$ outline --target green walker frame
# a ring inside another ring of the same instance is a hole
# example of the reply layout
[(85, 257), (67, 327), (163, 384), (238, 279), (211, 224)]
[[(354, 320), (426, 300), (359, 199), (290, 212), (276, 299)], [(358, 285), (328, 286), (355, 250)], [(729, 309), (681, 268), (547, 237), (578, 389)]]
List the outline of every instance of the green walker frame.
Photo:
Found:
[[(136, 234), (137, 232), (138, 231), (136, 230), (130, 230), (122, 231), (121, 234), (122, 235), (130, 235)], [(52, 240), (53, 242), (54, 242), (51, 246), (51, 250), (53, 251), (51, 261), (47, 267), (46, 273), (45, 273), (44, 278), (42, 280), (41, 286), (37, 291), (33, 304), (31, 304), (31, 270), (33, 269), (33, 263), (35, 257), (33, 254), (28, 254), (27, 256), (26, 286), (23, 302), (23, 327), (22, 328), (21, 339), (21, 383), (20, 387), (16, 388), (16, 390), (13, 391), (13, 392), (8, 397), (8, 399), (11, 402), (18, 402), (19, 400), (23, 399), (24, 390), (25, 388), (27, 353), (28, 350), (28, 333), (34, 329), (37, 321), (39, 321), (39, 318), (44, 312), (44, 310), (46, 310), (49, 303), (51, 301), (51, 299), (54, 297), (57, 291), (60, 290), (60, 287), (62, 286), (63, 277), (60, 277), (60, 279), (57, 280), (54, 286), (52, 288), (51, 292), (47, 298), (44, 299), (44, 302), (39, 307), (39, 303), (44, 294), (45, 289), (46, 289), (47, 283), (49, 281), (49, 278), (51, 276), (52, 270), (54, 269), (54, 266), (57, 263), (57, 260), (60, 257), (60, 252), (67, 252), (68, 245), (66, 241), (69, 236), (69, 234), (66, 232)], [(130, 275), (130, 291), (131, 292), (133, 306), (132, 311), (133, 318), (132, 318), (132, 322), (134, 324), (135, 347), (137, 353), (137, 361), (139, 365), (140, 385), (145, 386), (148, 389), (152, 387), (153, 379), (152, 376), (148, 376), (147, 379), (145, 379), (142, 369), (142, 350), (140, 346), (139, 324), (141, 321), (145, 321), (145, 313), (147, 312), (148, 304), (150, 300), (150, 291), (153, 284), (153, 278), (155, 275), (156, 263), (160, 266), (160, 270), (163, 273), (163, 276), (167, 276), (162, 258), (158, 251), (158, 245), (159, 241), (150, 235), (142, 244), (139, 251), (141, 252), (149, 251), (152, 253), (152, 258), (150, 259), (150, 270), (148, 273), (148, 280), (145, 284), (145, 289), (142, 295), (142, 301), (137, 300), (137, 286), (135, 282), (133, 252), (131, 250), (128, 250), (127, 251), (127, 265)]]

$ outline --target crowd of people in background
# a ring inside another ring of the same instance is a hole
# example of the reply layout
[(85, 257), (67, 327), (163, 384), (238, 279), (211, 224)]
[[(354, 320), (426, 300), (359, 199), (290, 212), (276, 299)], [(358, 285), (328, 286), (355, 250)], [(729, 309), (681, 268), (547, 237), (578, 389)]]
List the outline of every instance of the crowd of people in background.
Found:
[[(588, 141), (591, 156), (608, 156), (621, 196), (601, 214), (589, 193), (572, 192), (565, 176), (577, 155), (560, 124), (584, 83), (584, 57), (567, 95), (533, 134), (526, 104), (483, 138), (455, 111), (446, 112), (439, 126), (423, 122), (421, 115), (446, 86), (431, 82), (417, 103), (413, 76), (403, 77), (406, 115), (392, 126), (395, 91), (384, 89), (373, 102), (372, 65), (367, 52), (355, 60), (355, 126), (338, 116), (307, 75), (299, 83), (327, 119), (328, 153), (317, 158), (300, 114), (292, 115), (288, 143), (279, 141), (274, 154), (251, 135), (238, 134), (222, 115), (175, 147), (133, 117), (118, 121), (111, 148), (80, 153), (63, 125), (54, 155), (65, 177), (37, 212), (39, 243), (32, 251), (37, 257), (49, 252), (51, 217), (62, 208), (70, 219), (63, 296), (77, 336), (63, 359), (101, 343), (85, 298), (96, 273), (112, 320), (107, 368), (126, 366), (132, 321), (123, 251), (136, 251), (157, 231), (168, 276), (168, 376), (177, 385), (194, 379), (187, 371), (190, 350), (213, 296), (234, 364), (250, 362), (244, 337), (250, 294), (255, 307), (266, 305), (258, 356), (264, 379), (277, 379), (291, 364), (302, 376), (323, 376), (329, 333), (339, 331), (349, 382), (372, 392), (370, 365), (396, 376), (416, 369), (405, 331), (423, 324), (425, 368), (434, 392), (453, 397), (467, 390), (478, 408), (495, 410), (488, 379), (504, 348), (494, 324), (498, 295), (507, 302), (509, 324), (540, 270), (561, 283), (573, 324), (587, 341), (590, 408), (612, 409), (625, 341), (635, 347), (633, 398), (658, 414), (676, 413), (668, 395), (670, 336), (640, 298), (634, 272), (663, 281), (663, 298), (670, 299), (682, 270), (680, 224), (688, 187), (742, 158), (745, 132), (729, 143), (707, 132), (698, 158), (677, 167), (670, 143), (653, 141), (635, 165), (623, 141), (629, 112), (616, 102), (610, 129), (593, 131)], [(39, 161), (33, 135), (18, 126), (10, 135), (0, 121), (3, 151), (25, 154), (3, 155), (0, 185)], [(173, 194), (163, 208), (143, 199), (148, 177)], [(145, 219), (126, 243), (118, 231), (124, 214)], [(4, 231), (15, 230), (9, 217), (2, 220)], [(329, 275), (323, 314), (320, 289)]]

________________________________________

Which lines above contain the string "crowd", counting uppercase and lowercase as different? Pick out each such line and copy it in full.

» Response to this task:
$ outline --target crowd of people in background
List the outline of every instance of the crowd of people in background.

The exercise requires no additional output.